### Cosa si chiede
Prosegui il brano sul libro di Obama, ripartendo subito dopo la sua ultima frase.

La narrazione dell’ex presidente – densa di riflessioni politiche ma anche di notazioni umane, dall’impatto della Casa Bianca sulla tenuta del matrimonio con Michelle alla nostalgia per i momenti irripetibili vissuti con Sasha e Malia adolescenti – va dall’inizio della sua carriera politica all’eliminazione di Osama bin Laden il 2 maggio 2011. Le considerazioni sui quattro anni dell’amministrazione Trump le troveremo nel prossimo volume, ma già qui Barack analizza la diabolica capacità mediatica di The Donald, il suo intuito, e confessa di aver sbagliato, sottovalutandolo.
Le sortite dell’allora immobiliarista miliardario e star televisiva di The Apprentice venivano viste alla Casa Bianca come buffonate. Dalle anticipazioni del libro pubblicate in questi giorni dalla stampa americana emerge che Obama si rese conto solo gradualmente che la continua presenza di Trump sui media, la faccia tosta con la quale diceva cose false o ricorreva ad eccessi verbali erano semplicemente la versione estrema dei tentativi dei repubblicani di seminare ansia per la nomina di un presidente di colore: un sentimento «che si era trasferito dalle frange estreme del partito conservatore al suo centro, una reazione emotiva, quasi viscerale alla mia presidenza, un fenomeno che non aveva nulla a che fare con le differenze politiche e ideologiche» tra destra e sinistra. Obama, che a suo tempo ridicolizzò gli incredibili tentativi di Trump di negare la legittimità della sua elezione creando la leggenda di un Barack nato fuori dagli Stati Uniti, ora riconosce che il panico della destra per l’elezione di un nero, «è esattamente quello che Trump intuì subito quando cominciò a parlare della mia presidenza come illegittima. Il suo fu un elisir offerto a milioni di americani spaventati dall’uomo nero alla Casa Bianca».

### Dati forniti
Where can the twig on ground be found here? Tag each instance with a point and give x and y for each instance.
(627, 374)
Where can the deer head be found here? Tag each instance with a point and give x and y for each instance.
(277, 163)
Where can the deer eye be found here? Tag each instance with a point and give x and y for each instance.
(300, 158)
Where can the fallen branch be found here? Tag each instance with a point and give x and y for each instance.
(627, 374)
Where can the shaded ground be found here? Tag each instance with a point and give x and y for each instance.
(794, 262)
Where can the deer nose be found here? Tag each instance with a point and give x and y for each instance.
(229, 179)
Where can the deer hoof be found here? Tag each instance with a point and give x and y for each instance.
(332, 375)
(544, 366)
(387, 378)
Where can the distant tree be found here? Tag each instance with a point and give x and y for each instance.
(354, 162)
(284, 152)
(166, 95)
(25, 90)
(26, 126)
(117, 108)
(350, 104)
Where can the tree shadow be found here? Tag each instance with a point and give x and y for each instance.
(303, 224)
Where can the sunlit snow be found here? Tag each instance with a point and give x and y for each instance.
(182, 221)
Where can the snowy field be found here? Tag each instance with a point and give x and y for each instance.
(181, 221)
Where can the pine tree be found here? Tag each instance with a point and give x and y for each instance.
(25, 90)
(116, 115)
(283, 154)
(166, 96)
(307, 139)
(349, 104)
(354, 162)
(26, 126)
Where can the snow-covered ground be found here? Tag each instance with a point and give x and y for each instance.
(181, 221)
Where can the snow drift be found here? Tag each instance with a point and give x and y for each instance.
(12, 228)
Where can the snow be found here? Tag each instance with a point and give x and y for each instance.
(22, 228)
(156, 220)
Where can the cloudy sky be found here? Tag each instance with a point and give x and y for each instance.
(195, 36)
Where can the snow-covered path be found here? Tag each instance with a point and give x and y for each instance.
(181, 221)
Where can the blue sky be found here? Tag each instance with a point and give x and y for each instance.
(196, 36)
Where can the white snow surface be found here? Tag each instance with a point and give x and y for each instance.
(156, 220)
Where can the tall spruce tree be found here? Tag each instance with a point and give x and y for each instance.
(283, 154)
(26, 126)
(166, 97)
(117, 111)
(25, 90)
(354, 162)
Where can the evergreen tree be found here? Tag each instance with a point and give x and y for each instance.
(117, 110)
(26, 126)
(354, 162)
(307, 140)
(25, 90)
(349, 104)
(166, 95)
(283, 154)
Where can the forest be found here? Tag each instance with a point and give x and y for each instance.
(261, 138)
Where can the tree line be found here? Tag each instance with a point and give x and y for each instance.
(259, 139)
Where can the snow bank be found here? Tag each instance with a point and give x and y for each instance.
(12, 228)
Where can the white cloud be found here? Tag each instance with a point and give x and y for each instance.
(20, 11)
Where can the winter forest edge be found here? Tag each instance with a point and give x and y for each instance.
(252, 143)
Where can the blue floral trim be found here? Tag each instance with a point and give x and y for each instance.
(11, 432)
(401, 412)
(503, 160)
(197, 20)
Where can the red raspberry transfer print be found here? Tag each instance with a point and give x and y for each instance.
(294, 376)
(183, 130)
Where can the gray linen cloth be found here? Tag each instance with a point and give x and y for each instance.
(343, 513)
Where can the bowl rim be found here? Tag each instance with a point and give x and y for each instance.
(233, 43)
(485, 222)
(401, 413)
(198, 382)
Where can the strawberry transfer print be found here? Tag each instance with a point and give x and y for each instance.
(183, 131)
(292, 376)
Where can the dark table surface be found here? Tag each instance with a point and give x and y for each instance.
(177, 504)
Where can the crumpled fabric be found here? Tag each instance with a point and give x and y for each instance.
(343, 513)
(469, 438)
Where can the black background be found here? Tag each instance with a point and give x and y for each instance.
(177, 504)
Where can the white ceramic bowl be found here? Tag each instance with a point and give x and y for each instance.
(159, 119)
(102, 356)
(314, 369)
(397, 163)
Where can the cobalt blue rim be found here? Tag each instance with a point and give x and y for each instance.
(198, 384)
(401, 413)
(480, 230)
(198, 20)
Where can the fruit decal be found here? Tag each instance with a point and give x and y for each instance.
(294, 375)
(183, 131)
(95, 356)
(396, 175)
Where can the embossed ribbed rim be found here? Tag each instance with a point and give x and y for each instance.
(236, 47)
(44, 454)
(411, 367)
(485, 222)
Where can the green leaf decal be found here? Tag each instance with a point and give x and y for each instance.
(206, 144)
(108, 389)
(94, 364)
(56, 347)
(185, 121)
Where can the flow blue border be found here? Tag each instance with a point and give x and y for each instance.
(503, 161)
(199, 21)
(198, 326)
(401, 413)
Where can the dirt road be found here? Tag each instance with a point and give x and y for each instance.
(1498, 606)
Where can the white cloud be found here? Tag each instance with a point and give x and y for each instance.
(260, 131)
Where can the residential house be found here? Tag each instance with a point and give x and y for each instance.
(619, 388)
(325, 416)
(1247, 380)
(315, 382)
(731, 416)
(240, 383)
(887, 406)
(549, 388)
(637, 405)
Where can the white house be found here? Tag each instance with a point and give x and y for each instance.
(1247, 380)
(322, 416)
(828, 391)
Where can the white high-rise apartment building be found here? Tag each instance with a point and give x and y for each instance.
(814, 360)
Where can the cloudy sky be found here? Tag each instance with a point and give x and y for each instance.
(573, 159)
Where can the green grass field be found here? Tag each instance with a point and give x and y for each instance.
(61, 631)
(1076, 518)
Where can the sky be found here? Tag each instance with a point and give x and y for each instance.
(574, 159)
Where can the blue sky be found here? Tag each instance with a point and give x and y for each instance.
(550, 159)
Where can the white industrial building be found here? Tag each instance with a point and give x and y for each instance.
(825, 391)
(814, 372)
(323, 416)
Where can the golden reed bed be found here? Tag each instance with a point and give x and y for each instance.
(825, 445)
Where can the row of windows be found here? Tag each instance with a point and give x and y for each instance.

### Risposta attesa
Più che sull’«anomalia» Trump, l’attenzione di Obama si concentra sulla trasformazione di un partito repubblicano sempre più radicalizzato che ostacolò in tutti i modi il suo lavoro di presidente anche attraverso i leader delle Camere, Mitch McConnell e John Boehner, che avrebbero dovuto essere gli uomini del dialogo. Le prime avvisaglie arrivarono già prima della sua elezione, col moderato John McCain che scelse la radicale Sarah Palin per il suo ticket della campagna presidenziale 2008: «Con la Palin gli spiriti maligni che erano rimasti ai margini del partito repubblicano moderno – xenofobia, ostilità nei confronti degli intellettuali, teorie cospirative paranoiche, antipatia per gli afroamericani e per gli ispanici – finirono al centro del palcoscenico». Obama si chiede se McCain avrebbe scelto la Palin se avesse saputo che «la sua spettacolare ascesa avrebbe funzionato da trampolino per nuovi politici, facendo scivolare il centro del suo partito e della politica nazionale verso direzioni da lui stesso detestate». E conclude che il suo avversario del 2008, «un uomo che metteva l’interesse del suo Paese davanti a tutto, avendo la possibilità di tornare indietro, avrebbe fatto scelte diverse».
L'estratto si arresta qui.